** Your goal **
In the text about the versions of The Gathering, who composed the original music that the special edition replaced?

** Provided text **
▶

Takashima declares Babylon 5 open and operational.

== Versions ==
There are two versions of The Gathering. The original version was a TV movie aired in 1993 on the Prime Time Entertainment Network as a pilot for the series. After a four-year run on PTEN, Babylon 5 moved to TNT for its fifth and final season in 1998. Series creator and executive producer J. Michael Straczynski supervised a special edition of Babylon 5: The Gathering, which aired on TNT immediately following the new TV movie, Babylon 5: In the Beginning. Scenes were edited to move at a faster pace, allowing the restoration of 14 minutes of footage adding exposition and character development. Among the notable additions is a prophetic line spoken by Kosh when he first meets Sinclair. Lost in the special edition is a trip through the station's alien sector that some viewers felt looked too much like a zoo. Tamlyn Tomita's lines had originally been completely redubbed as the studio thought she sounded too "harsh"; the new edition restored her original performance. The original music, composed by Stewart Copeland, is also replaced with a score by Christopher Franke, who composed music for the rest of the series, played by the Berliner Symphoniker.

The special edition is included in the Warner Home Video DVD releases Babylon 5: The Gathering/In the Beginning and Babylon 5: The Movie Collection. The original version was previously available on AOL's now-defunct In2TV service, and Hulu, but is no longer available on either as of April 2014. The iTunes Store appears to carry the special edition as part of its Season 1 bundle, but not the original, despite being listed with the original air date. The original is available for streaming on Amazon.

The original version was released on DVD by Warner Home Video in Region 2. It is also included in the "Complete Collection" and "Ultimate Collection" box sets (released in the UK only).

◀

** Data under study **
▶

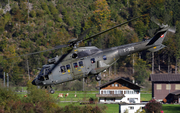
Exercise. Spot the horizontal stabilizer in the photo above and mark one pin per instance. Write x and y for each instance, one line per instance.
(156, 48)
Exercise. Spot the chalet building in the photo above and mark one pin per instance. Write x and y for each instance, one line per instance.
(166, 87)
(119, 90)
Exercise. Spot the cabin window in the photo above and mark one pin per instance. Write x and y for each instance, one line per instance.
(68, 67)
(93, 60)
(81, 63)
(75, 65)
(104, 57)
(63, 69)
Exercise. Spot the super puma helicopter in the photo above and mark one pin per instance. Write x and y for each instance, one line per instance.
(81, 62)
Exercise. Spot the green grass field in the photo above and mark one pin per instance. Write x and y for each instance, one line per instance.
(110, 108)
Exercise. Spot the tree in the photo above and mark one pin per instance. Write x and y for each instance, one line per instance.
(141, 71)
(153, 106)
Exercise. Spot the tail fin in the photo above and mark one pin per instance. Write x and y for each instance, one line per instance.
(158, 38)
(156, 48)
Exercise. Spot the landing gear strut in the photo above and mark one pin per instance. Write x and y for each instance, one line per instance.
(98, 77)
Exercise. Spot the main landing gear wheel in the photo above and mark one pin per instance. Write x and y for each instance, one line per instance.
(98, 77)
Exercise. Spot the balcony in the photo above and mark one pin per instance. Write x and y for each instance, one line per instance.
(110, 95)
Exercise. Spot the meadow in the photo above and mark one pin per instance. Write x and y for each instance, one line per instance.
(83, 96)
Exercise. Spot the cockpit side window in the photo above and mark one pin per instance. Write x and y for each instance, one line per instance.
(63, 69)
(93, 60)
(68, 67)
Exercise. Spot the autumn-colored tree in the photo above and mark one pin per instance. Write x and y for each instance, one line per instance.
(101, 13)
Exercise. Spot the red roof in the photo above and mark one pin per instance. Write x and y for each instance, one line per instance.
(165, 77)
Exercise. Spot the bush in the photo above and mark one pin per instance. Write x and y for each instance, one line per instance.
(153, 106)
(32, 14)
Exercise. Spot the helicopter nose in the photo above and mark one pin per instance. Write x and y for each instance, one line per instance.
(33, 82)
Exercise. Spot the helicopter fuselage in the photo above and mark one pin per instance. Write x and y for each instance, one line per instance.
(86, 61)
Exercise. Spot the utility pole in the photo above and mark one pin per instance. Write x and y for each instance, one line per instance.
(152, 62)
(133, 63)
(7, 80)
(28, 69)
(83, 84)
(4, 79)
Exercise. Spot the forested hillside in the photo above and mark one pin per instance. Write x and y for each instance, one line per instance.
(43, 24)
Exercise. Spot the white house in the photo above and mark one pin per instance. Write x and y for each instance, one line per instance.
(119, 90)
(132, 107)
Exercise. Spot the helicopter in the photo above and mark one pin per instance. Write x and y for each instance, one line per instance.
(82, 62)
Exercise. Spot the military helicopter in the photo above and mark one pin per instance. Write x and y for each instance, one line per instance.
(82, 62)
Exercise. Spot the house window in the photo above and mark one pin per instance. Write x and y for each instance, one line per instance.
(158, 86)
(63, 69)
(168, 86)
(177, 87)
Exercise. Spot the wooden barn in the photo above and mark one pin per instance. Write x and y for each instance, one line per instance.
(119, 90)
(166, 87)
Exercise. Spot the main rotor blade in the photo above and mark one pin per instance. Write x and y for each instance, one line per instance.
(111, 28)
(56, 47)
(172, 29)
(81, 37)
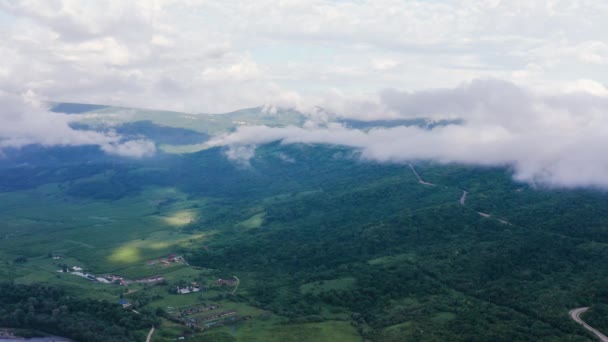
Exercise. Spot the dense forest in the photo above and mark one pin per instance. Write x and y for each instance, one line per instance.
(340, 239)
(52, 310)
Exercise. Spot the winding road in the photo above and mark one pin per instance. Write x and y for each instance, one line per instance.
(150, 334)
(463, 198)
(575, 314)
(420, 180)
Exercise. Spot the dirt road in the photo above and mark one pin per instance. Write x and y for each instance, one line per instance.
(420, 180)
(463, 198)
(575, 314)
(150, 335)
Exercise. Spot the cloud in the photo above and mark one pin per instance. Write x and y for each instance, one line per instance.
(24, 120)
(205, 56)
(551, 139)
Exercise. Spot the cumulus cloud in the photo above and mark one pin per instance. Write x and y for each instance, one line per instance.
(552, 139)
(205, 56)
(24, 120)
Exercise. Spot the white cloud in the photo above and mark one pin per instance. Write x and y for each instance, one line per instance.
(552, 139)
(26, 121)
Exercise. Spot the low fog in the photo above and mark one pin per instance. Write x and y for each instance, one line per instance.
(551, 139)
(24, 120)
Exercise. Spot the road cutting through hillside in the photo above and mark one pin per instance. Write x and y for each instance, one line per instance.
(575, 314)
(463, 198)
(150, 334)
(420, 180)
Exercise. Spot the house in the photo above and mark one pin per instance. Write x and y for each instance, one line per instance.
(226, 282)
(124, 303)
(189, 289)
(153, 279)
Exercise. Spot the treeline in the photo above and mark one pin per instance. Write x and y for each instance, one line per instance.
(52, 310)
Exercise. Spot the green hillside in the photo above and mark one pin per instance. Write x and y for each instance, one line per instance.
(324, 247)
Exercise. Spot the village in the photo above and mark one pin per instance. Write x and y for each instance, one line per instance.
(206, 316)
(198, 316)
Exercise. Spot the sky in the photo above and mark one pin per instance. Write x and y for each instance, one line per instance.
(527, 77)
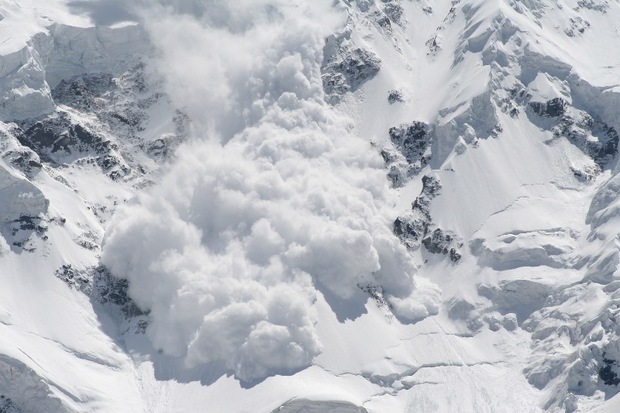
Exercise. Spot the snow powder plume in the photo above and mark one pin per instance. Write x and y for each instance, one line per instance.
(274, 202)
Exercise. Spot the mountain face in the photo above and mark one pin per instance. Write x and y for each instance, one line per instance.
(274, 206)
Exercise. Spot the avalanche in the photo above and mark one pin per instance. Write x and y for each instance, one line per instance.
(335, 206)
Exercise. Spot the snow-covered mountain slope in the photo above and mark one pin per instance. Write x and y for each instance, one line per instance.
(275, 206)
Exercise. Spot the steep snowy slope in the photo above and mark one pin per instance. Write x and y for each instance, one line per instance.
(290, 206)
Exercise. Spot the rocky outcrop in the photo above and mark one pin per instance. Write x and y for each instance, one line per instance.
(416, 227)
(346, 69)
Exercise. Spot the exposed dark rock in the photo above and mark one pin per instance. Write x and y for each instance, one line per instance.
(82, 91)
(416, 227)
(72, 276)
(410, 230)
(347, 71)
(7, 405)
(579, 128)
(24, 160)
(395, 96)
(410, 152)
(609, 372)
(444, 242)
(57, 134)
(551, 109)
(19, 232)
(412, 140)
(109, 289)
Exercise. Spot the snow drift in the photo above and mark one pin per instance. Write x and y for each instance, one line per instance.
(273, 201)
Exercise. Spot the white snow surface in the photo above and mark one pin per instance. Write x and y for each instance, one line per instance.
(261, 254)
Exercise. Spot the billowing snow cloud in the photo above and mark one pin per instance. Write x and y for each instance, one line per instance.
(273, 201)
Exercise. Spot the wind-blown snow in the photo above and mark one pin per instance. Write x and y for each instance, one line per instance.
(274, 199)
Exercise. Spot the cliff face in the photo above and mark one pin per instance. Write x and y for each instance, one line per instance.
(362, 206)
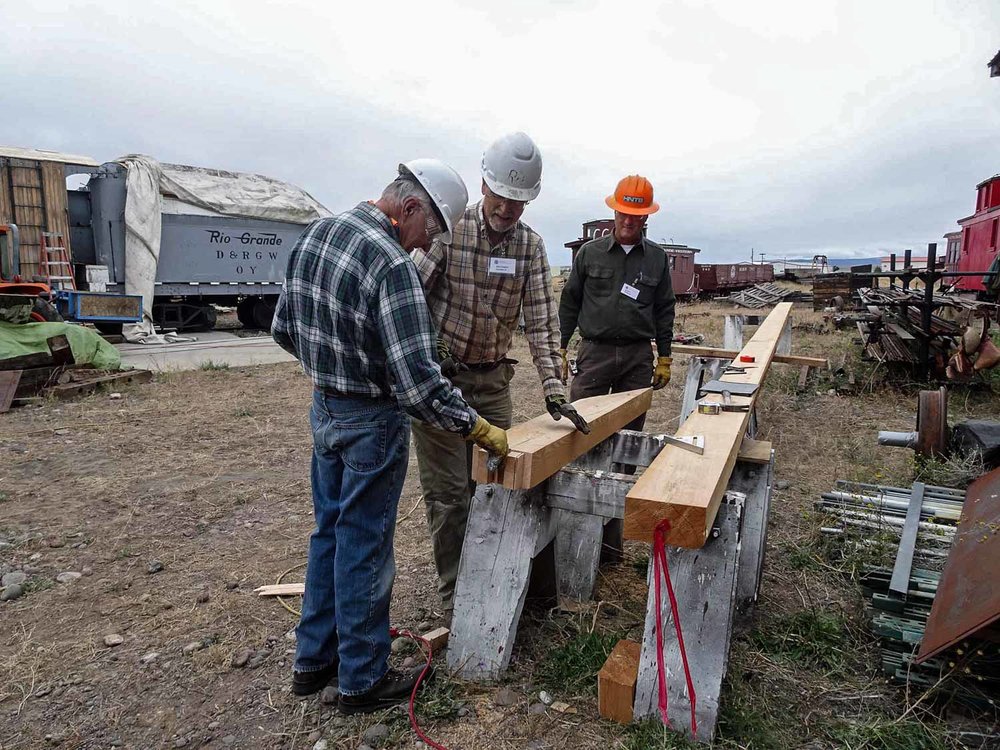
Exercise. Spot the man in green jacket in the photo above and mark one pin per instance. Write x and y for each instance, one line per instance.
(620, 297)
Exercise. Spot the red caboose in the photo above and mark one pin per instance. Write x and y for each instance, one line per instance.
(978, 242)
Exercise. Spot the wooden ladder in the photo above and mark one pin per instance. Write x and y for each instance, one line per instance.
(56, 267)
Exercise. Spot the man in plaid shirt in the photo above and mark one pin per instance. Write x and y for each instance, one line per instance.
(477, 287)
(353, 312)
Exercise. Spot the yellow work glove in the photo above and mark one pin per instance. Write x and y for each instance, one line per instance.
(661, 374)
(489, 438)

◀

** Exercise solution **
Stewart Copeland